**Cosa fare:**
Riscrivi come elenco numerato le righe dei dati comprese tra quella che contiene "n logo visible" e quella che contiene "[0,0,447,46]", entrambe incluse, senza le righe vuote.

**Dati:**
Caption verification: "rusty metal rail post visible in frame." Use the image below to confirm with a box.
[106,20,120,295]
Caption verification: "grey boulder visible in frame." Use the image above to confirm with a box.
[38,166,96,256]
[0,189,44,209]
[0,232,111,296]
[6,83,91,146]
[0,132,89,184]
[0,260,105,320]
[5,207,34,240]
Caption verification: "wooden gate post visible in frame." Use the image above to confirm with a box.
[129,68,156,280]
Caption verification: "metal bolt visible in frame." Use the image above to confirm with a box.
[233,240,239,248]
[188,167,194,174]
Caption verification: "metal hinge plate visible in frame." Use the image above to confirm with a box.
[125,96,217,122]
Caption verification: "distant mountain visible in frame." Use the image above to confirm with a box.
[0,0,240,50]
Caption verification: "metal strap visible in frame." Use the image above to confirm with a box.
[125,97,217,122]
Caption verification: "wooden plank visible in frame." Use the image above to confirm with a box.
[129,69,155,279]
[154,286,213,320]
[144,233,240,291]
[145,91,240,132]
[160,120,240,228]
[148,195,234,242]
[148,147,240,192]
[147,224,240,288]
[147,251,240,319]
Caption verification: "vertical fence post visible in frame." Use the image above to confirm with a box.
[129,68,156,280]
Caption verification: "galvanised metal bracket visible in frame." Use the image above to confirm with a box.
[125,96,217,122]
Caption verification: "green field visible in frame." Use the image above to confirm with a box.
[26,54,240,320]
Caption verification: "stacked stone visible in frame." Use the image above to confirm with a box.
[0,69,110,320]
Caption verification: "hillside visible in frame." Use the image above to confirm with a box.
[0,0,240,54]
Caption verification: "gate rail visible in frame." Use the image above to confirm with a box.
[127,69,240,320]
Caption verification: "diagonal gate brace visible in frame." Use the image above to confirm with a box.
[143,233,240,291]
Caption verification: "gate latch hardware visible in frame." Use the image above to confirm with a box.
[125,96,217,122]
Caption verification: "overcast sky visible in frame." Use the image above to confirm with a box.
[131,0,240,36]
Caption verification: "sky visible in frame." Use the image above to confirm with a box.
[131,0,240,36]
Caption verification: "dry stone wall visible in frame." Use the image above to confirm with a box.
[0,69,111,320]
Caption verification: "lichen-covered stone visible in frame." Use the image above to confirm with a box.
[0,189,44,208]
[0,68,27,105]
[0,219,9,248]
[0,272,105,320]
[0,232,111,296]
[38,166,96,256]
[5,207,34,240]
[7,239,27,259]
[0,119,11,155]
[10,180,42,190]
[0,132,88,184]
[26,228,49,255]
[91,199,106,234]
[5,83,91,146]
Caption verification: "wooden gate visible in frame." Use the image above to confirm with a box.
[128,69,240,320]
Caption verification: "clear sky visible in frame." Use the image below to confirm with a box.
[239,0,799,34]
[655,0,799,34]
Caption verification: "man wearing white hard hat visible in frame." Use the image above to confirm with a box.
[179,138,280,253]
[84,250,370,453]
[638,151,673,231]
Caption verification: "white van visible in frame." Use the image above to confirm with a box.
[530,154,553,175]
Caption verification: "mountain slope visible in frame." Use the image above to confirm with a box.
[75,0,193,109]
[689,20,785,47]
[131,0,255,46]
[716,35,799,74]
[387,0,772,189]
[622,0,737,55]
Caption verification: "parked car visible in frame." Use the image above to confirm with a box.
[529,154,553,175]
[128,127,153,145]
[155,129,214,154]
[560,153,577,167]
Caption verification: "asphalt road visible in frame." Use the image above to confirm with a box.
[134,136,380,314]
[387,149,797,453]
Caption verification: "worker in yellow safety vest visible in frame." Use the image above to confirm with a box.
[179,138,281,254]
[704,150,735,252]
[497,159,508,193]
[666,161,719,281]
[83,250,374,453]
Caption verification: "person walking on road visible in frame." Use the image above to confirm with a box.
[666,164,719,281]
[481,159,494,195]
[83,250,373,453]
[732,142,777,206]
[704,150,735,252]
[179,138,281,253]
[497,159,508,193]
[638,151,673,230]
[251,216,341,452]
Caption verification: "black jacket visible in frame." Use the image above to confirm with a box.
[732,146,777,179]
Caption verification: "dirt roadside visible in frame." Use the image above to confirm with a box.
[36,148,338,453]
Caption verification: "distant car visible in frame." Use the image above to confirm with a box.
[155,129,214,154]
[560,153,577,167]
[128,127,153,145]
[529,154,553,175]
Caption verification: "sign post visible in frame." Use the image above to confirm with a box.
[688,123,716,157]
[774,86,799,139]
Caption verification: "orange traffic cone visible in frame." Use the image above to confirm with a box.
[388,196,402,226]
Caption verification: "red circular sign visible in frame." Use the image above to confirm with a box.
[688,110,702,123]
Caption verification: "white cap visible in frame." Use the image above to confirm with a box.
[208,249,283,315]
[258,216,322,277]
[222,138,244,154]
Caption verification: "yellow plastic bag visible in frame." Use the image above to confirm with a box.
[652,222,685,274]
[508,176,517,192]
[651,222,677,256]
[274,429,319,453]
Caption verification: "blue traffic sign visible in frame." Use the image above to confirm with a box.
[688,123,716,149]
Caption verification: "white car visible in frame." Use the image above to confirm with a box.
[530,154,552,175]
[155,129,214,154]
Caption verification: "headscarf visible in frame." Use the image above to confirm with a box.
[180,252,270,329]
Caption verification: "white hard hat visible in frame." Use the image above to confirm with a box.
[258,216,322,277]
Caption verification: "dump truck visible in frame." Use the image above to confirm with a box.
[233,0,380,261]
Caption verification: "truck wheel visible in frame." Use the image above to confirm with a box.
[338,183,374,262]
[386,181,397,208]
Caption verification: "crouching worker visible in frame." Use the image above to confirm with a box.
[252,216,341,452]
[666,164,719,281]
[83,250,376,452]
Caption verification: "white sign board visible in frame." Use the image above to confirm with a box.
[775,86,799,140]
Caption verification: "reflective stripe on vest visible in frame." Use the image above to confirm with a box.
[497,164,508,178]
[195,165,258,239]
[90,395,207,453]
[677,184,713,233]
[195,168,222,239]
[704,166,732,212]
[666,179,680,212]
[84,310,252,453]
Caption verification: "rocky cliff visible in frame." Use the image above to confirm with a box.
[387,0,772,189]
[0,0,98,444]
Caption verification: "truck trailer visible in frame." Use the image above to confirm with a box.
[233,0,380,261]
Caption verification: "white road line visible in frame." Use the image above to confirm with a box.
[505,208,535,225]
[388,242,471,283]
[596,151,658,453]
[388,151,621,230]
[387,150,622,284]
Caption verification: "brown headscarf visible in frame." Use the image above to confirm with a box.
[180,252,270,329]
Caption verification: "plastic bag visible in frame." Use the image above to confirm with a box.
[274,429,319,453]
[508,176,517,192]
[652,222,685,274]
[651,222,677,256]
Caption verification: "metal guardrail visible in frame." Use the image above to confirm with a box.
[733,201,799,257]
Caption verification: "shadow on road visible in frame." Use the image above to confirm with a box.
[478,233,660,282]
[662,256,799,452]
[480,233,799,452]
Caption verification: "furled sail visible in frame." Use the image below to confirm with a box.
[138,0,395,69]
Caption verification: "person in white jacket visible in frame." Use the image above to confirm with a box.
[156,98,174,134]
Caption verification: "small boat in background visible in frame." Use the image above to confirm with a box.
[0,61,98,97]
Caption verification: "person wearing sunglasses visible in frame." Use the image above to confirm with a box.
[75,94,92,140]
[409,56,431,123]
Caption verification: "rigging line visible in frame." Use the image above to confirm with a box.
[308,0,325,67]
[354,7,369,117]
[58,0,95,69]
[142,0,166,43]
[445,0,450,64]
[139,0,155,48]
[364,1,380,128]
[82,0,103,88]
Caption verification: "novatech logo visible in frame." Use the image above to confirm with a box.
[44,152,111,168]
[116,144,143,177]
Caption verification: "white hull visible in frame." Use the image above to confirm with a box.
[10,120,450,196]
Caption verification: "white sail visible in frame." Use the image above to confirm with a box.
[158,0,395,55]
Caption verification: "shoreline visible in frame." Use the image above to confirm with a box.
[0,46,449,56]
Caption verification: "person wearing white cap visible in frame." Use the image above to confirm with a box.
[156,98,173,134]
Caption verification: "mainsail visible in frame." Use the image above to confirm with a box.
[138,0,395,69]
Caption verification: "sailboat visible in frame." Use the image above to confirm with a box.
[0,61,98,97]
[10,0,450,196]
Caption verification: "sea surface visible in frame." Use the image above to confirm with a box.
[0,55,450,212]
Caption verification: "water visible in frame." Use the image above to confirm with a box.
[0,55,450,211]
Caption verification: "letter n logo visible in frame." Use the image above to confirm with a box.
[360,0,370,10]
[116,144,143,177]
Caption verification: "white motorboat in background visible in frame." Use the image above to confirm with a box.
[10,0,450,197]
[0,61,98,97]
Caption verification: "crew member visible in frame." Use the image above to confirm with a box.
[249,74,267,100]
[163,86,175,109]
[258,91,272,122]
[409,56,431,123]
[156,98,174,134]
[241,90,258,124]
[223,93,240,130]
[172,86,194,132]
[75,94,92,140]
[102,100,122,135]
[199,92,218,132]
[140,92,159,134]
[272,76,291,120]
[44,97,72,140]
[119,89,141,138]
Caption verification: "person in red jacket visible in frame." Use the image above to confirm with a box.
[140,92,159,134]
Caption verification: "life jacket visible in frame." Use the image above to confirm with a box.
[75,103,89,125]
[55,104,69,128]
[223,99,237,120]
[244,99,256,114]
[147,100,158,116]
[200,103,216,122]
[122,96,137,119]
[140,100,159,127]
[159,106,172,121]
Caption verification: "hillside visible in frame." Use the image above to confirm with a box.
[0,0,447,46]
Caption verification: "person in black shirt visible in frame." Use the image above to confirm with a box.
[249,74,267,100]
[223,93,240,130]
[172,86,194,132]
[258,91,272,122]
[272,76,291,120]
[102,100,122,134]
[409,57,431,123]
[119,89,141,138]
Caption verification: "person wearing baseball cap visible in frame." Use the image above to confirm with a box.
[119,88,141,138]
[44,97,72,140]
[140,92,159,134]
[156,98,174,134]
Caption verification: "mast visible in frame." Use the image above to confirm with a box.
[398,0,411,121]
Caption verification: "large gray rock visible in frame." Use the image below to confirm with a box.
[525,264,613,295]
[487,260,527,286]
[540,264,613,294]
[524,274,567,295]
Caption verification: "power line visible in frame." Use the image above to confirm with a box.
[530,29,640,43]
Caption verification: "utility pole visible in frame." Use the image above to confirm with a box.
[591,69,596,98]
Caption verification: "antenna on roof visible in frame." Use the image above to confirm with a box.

**Risposta qui sotto:**
1. Caption verification: "letter n logo visible in frame." Use the image above to confirm with a box.
2. [360,0,370,10]
3. [116,144,143,177]
4. Caption verification: "white motorboat in background visible in frame." Use the image above to confirm with a box.
5. [10,0,450,197]
6. [0,61,98,97]
7. Caption verification: "crew member visible in frame." Use the image above to confirm with a box.
8. [249,74,267,100]
9. [163,86,175,109]
10. [258,91,272,122]
11. [409,56,431,123]
12. [156,98,174,134]
13. [241,90,258,124]
14. [223,93,240,130]
15. [172,86,194,132]
16. [75,94,92,140]
17. [102,100,122,135]
18. [199,92,218,132]
19. [140,92,159,134]
20. [272,76,291,120]
21. [44,97,72,140]
22. [119,89,141,138]
23. Caption verification: "person in red jacket visible in frame." Use the image above to confirm with a box.
24. [140,92,159,134]
25. Caption verification: "life jacket visible in frame." Use the image above to confirm with a box.
26. [75,103,89,125]
27. [55,104,69,128]
28. [223,99,237,120]
29. [244,99,256,114]
30. [147,100,158,116]
31. [200,103,216,122]
32. [122,96,137,119]
33. [140,100,159,127]
34. [159,106,172,121]
35. Caption verification: "hillside visible in frame." Use the image above to confirm with a box.
36. [0,0,447,46]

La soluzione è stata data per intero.